··· STORED ROWS

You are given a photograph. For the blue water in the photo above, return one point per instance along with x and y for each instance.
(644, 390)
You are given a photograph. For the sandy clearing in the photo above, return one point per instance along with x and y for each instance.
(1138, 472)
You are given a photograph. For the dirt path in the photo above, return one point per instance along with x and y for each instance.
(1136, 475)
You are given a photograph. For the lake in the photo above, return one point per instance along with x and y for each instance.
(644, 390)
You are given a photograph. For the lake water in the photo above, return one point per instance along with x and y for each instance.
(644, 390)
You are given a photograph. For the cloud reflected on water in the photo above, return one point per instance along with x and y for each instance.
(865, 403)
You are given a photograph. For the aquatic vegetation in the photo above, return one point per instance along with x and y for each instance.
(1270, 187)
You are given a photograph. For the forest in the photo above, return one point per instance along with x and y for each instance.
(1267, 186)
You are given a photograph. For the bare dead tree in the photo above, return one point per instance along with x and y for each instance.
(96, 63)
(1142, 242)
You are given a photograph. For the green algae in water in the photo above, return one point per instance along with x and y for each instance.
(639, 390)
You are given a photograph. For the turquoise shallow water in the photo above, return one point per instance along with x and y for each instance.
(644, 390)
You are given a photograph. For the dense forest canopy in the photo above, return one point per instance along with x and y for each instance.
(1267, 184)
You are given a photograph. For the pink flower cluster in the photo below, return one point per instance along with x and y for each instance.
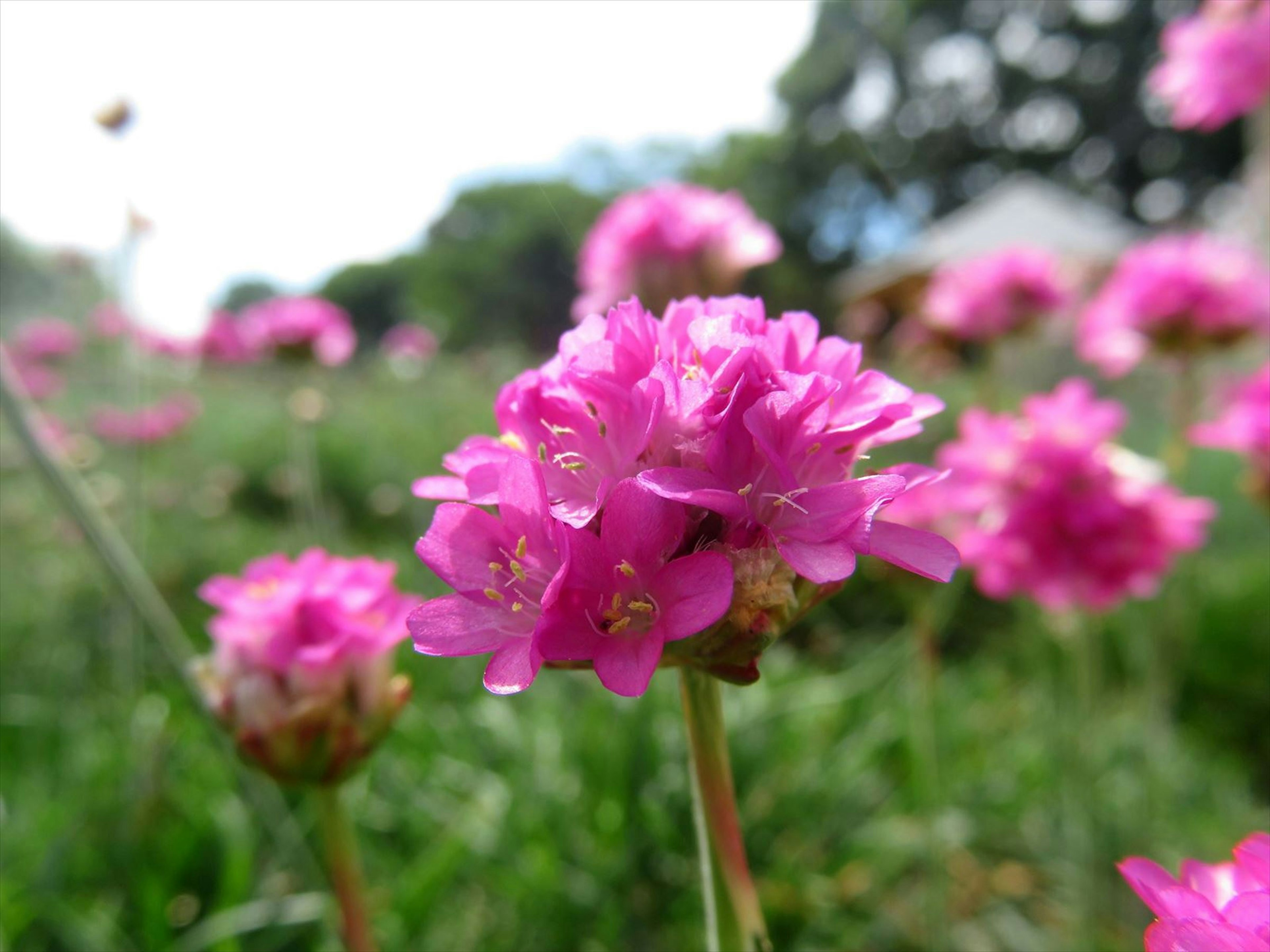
(1175, 294)
(302, 669)
(1046, 506)
(147, 424)
(991, 296)
(1244, 427)
(299, 323)
(35, 351)
(671, 240)
(409, 342)
(1214, 907)
(1217, 64)
(639, 468)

······

> _EXERCISE REQUIREMENTS_: Put the lines starting with the one that contains "You are given a photograph. For the forest" and ending with the one that contains "(1267, 184)", both included, into a numbered list, leaving out any blank lines.

> _ANSWER BELOW_:
1. You are given a photograph. For the forest in the photo above, return one point per instance along with x and y for each instance.
2. (1267, 186)
3. You are given a photograph. For the bare dead tree in the photo above, return one point per instance along with x and y for each instance.
4. (96, 63)
5. (1142, 242)
6. You are given a photograph. For the green algae in water in the photo above, return one point per instance along with x and y for each instance.
7. (639, 390)
8. You are given a photograph. For the turquoise shallow water in the photo above, return one point per instance along with x and y for each instance.
9. (644, 390)
10. You are given a photograph. For the dense forest canopy in the photo above, return one point per instance along with x and y for each instance.
11. (1267, 184)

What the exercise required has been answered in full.